Collected data:
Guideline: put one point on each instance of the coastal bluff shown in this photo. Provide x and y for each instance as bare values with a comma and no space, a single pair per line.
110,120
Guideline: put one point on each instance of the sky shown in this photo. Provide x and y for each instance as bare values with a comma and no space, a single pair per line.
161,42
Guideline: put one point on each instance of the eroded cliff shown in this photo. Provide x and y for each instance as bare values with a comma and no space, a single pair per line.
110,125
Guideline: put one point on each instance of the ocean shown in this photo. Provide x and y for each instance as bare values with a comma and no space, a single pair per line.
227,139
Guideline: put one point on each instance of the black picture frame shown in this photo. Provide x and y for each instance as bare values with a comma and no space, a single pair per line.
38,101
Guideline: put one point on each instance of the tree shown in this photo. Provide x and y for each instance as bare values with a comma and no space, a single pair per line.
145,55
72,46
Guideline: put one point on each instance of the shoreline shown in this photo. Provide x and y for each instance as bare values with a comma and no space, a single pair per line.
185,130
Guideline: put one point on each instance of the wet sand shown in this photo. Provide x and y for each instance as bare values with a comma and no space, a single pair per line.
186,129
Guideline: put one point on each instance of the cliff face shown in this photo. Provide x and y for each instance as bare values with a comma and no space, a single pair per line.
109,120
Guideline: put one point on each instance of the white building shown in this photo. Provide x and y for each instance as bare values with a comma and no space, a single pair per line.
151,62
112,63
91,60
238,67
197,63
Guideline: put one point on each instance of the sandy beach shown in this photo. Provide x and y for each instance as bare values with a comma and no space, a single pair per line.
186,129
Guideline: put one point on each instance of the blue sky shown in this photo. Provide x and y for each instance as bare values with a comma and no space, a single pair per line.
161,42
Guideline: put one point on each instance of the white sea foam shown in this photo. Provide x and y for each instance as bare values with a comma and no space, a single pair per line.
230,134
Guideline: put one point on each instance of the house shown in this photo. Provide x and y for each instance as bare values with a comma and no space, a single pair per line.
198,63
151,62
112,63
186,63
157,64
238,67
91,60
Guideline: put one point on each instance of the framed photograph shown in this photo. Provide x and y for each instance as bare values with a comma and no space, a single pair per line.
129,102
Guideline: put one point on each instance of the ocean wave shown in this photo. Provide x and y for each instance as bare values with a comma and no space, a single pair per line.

▶ [EXERCISE INSTRUCTIONS]:
Write out every line of the records exactly.

▶ [THE REPLY]:
Guideline: put one point on each instance of the coastal bluff shown in this photo. Provide x and y for each instance as bare values with a comma and no space, a single pair per line.
110,120
Guideline: put one point on each instance of the sky shown in this photo. Provide x and y for each instance as bare values with a comma and no space, a single pair per line.
161,42
Guideline: put one point on each instance of the eroded cliff shown in this photo. Provide x and y for each instance as bare values with a comma and no space, a single pair per line.
110,125
Guideline: put one point on each instance of the ocean shown in this photo. Provide x and y for each instance as bare values with a comma and no space, a single pair per line.
227,139
Guideline: put one point on each instance of the black picture frame shown in this photo. Provide x and y for each instance as bare values with a comma and no space, a single pair per line.
38,101
Guideline: put one point on each instance of the tree shown in this photo. Provide x and y for each instance as bare values with a comma and no space, a single pair per line.
145,55
72,46
Guideline: put one point on each instance of the shoreline shown in this photo. Provide x and y for each instance as bare values with a comma and no space, a single pair per line.
185,130
Guideline: put one point on each instance of the wet sand shown in this photo. Provide x and y for each instance as bare values with a comma and no space, a single pair per line.
186,129
Guideline: put one point on each instance of the cliff face shown in this photo. Provide x and y for each instance as bare values with a comma and no space, a single pair per line.
109,120
Guideline: put one point on each instance of the white building shown in this photo. Provide x and y for each instance as bare values with a comma and no space, a single pair per line.
151,62
112,63
91,60
238,67
197,63
Guideline: put one point on each instance of the sandy beach shown in this photo. Provide x and y for each instance as bare values with a comma and no space, a single pair per line.
186,129
Guideline: put one point on each instance of the blue sky shown in this photo. Provide x and y for each instance as bare values with a comma and no space, a single pair per line.
161,42
Guideline: put one point on each instance of the white sea foam shown in this photo. Provide x and y for each instance as bare values with a comma and no space, a single pair per line.
230,134
Guideline: put one point on each instance of the house shown in this photo. Provide x and y for each instance as bare values with a comma and no space, a single pair per line.
198,63
151,62
112,63
186,63
157,64
238,67
91,60
Guideline: put one point on each instance of the framed photograph shown in this photo. Provide x and y for each instance as bare values with a comma and no space, a single pair per line.
129,102
Guideline: put one point on each instance of the ocean wave shown in this photo. Provide x and y for each instance as bare values with a comma and no space, a single pair per line.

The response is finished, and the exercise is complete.